= Beginning of Section =
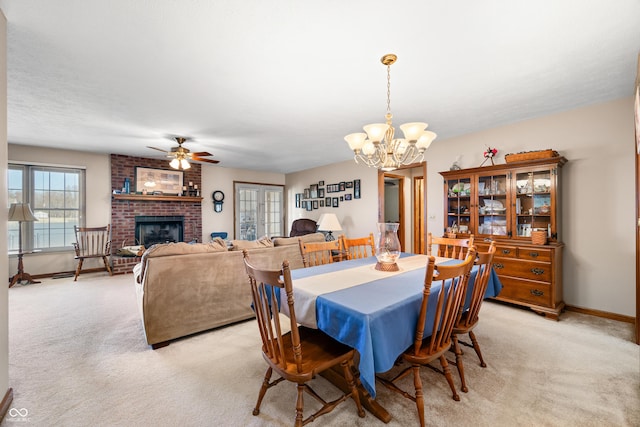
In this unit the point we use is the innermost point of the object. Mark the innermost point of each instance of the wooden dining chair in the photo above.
(318, 253)
(442, 318)
(469, 318)
(92, 242)
(449, 247)
(300, 354)
(359, 247)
= End of Section =
When you retype the data above, match every line exactly and leave the pictures behind.

■ **Answer for the task**:
In this unit the point we use is the innermost point of the object. Mark the innermost point of each instance of the wooden dining chair in the photo above.
(318, 253)
(442, 318)
(469, 318)
(92, 242)
(449, 247)
(300, 354)
(359, 247)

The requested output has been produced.